**THE DATA**.
>> Start

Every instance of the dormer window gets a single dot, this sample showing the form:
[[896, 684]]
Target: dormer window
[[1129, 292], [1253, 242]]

>> End
>> Start

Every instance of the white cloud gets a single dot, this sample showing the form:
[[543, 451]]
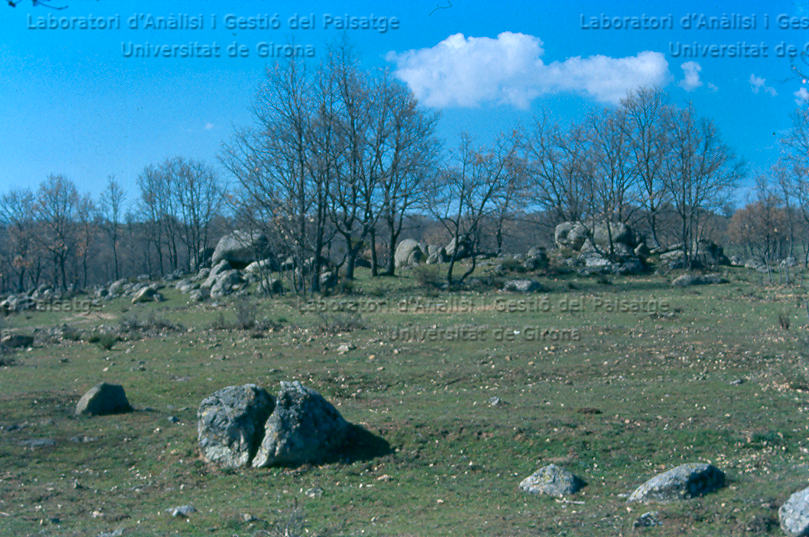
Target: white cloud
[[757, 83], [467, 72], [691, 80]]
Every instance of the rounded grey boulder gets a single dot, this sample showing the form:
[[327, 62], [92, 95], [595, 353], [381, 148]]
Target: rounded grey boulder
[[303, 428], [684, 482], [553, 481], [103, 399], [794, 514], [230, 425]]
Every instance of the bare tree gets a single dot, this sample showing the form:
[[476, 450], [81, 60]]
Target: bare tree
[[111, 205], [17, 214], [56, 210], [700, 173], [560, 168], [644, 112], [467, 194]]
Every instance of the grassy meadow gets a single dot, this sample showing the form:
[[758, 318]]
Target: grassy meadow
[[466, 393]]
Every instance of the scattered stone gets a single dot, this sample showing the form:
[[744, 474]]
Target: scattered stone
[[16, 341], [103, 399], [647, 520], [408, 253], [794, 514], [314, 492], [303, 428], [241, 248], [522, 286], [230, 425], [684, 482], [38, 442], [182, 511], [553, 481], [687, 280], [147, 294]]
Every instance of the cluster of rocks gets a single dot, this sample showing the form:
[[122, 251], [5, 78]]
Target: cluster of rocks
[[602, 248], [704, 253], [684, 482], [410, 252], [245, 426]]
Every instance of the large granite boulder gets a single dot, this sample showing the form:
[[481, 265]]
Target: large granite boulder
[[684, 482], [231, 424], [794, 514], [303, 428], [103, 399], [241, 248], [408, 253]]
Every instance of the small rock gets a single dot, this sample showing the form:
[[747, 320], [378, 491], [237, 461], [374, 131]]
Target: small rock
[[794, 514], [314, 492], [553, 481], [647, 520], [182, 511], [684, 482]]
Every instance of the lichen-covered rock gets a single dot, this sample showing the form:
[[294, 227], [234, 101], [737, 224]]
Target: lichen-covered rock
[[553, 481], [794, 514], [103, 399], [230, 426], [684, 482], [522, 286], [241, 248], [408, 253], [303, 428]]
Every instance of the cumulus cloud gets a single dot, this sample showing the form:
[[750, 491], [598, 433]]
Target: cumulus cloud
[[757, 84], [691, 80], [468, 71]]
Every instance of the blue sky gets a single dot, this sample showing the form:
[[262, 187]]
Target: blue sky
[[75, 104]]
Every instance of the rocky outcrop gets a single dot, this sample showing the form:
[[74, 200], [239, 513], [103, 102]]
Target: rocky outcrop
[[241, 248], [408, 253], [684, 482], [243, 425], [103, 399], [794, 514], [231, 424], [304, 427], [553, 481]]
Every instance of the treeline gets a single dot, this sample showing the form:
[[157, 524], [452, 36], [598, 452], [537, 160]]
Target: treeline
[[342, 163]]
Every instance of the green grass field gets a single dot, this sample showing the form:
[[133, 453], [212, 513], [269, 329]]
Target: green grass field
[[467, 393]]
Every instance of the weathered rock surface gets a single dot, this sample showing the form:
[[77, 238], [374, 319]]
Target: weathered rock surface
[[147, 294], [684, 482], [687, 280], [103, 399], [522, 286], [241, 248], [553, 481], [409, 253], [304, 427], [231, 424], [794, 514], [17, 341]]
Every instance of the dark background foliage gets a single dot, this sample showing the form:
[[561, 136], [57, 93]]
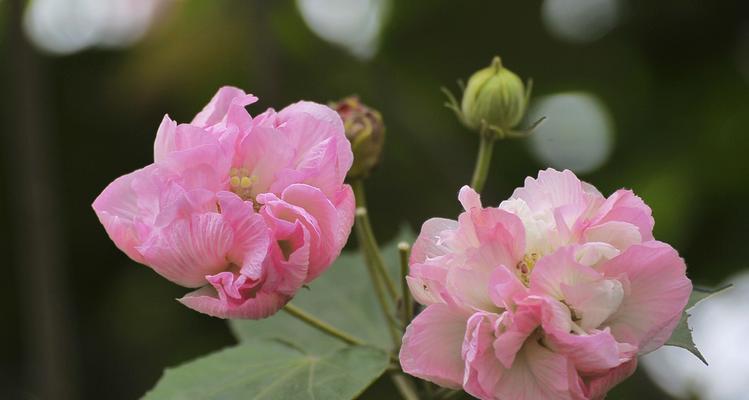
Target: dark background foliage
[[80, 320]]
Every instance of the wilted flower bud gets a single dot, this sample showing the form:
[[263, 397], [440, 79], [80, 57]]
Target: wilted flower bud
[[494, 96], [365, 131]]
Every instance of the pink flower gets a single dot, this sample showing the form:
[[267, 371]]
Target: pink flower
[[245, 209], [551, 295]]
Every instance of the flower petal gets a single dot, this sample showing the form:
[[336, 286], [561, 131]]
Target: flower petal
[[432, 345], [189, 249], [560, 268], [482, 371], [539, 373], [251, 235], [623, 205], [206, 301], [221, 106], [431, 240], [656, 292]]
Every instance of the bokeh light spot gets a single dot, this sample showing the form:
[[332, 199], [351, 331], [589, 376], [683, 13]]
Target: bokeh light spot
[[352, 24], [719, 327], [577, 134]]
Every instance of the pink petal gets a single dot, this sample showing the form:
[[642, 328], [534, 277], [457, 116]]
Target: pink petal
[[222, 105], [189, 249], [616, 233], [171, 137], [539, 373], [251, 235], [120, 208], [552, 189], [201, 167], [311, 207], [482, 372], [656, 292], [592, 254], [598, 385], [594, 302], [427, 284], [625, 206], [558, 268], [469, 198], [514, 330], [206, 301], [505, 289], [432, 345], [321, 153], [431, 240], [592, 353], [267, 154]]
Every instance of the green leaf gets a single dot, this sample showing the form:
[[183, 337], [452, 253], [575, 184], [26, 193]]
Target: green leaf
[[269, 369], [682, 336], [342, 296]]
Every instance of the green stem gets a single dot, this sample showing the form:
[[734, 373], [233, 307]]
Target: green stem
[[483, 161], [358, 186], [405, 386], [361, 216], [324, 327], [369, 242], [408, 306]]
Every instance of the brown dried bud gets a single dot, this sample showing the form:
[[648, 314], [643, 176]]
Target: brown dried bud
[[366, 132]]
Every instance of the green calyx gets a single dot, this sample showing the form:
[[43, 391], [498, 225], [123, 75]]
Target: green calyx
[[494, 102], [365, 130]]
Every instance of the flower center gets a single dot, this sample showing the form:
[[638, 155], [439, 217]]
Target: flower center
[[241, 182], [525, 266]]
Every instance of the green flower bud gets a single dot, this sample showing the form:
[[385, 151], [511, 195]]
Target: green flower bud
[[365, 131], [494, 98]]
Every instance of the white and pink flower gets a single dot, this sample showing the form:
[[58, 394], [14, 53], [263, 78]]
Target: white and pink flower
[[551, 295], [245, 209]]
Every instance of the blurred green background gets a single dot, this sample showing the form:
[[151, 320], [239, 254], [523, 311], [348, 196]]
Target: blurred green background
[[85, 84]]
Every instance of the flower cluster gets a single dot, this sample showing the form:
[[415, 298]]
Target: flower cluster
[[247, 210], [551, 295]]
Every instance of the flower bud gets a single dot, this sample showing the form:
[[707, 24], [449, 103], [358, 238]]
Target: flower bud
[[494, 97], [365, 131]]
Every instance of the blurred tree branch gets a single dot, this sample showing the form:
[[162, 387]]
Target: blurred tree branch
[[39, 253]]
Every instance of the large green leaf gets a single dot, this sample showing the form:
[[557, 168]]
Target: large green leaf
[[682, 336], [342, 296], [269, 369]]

>> End
>> Start

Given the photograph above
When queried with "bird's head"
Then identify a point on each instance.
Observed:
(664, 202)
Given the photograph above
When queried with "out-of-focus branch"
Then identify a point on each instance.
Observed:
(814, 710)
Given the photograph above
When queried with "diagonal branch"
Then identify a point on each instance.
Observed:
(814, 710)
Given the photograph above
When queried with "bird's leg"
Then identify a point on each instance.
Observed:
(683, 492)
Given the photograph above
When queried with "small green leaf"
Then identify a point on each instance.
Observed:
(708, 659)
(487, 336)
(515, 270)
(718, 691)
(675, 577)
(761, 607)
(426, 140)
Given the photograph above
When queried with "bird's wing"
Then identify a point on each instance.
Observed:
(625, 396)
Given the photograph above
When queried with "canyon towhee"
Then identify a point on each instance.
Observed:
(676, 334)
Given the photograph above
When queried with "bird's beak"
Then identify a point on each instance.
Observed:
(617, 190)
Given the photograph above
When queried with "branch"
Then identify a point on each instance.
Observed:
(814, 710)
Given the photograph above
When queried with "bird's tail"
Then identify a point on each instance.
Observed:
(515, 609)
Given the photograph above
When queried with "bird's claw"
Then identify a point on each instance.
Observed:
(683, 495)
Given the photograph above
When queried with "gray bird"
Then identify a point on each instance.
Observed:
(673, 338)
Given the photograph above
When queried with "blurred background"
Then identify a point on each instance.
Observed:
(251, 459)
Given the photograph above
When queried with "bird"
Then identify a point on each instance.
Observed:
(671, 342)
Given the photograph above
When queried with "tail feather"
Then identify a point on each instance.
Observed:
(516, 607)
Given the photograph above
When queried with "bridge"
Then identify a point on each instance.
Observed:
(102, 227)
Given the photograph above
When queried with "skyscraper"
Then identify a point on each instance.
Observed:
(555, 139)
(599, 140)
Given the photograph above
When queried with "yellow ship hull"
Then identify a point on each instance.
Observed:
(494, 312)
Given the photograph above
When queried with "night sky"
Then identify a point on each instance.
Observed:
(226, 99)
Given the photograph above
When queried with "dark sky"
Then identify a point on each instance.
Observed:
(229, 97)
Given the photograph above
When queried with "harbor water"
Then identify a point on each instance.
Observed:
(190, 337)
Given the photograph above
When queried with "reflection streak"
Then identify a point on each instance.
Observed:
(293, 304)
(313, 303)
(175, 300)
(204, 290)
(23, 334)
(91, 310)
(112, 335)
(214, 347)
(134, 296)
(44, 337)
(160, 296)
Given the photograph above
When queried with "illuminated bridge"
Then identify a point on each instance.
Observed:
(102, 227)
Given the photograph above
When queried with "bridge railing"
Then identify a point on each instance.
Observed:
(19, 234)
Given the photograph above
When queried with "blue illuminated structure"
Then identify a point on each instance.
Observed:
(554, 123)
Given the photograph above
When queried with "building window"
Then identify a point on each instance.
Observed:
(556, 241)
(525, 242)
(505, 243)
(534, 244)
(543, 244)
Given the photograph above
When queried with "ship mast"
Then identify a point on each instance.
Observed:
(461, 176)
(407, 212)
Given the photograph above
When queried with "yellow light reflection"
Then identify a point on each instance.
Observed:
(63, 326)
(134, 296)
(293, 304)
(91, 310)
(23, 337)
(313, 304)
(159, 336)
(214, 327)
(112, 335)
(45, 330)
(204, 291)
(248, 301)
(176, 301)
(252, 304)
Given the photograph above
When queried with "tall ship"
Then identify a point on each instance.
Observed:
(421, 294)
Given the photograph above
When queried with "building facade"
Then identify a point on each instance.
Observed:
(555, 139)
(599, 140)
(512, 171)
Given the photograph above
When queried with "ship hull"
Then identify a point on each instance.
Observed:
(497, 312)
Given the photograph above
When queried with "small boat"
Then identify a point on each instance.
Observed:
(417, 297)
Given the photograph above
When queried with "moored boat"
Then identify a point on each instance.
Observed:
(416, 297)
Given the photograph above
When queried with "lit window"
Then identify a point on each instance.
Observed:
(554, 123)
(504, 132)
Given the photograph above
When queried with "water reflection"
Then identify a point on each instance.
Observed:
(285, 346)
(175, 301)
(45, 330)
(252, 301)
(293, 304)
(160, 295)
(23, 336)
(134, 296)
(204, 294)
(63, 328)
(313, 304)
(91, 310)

>> End

**REQUEST**. Rescale the items from the line containing "Every instance of the dormer" through the line containing "[[1129, 292], [1253, 242]]", both ends included, repeating every line with the requests left as they are. Multiply each answer coordinate by 1.9 and round to whole numbers, halves up, leaving the sample points in the requests unchanged.

**EXERCISE RESULT**.
Every instance of the dormer window gets a single dot, this sample showing the form:
[[896, 684]]
Target: dormer window
[[2145, 555], [2381, 460]]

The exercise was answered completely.